● **Prompt**:
Find every line below that contains the word "outline", with case counting, and copy each of those lines.

● **Provided information**:
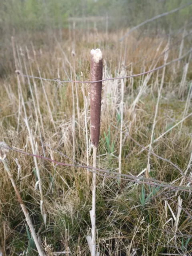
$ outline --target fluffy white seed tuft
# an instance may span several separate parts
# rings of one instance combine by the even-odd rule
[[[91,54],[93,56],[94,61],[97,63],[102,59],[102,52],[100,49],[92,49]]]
* * *
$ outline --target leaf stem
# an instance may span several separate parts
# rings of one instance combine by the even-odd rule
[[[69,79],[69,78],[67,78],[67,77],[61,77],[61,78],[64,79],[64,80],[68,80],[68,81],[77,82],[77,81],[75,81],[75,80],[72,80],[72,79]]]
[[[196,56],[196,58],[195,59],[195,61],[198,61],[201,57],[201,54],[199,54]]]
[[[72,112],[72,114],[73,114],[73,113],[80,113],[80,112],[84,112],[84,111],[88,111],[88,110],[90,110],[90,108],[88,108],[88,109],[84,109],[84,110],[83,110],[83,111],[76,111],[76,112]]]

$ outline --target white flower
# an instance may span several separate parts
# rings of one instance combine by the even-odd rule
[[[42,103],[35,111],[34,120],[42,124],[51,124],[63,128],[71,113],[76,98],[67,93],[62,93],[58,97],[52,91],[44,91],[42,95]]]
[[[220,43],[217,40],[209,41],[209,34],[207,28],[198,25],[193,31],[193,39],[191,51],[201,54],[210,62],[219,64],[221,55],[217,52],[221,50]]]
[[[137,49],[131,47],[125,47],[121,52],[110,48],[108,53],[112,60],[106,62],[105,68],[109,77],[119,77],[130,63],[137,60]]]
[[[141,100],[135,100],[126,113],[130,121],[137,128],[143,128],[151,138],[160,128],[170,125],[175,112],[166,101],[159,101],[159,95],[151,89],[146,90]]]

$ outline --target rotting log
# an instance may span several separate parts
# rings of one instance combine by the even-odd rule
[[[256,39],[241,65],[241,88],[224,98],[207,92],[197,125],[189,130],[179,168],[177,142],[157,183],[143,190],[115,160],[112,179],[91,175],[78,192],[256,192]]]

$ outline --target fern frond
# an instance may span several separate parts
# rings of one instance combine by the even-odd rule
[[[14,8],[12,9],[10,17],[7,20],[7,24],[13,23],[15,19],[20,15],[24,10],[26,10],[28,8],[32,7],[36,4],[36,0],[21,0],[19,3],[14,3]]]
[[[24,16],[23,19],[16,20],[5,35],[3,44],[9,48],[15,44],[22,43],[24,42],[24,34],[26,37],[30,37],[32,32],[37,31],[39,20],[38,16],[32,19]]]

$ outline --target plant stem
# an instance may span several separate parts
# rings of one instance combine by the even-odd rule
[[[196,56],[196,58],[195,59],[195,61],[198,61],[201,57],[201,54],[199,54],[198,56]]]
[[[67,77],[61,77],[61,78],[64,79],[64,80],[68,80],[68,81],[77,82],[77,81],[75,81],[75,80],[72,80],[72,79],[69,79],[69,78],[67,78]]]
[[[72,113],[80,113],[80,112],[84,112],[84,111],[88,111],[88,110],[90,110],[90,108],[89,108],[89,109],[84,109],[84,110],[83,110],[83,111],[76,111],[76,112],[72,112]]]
==
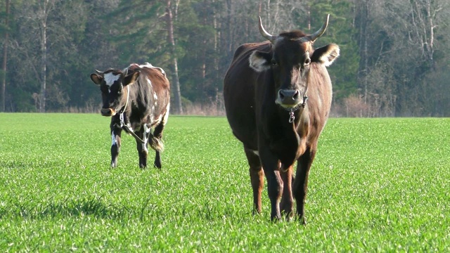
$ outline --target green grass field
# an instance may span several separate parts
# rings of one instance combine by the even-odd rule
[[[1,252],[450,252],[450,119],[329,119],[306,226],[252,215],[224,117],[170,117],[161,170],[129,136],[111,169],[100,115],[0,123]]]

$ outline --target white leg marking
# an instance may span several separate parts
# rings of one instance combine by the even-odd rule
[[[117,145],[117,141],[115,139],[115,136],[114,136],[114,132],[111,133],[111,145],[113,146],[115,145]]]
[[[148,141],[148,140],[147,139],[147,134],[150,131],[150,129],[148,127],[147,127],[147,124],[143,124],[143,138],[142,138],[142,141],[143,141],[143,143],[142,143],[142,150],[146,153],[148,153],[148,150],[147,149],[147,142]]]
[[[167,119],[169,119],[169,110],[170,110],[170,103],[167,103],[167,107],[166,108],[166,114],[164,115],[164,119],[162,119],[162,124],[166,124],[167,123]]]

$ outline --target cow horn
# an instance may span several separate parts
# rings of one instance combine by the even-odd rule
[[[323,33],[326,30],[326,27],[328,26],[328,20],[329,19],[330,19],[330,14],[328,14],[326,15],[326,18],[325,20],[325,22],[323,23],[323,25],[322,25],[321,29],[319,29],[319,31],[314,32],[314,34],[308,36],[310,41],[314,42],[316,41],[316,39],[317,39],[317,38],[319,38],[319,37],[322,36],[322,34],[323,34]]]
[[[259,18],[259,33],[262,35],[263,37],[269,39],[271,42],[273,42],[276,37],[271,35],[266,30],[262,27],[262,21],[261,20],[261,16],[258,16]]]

● **The response**:
$ outline --target fluffy white seed tuft
$ outline --target leaf stem
$ outline --target white flower
$ outline --target rotting log
$ outline --target fern frond
$ outline --target plant stem
$ outline --target green grass field
$ outline --target white leg marking
$ outline --target cow horn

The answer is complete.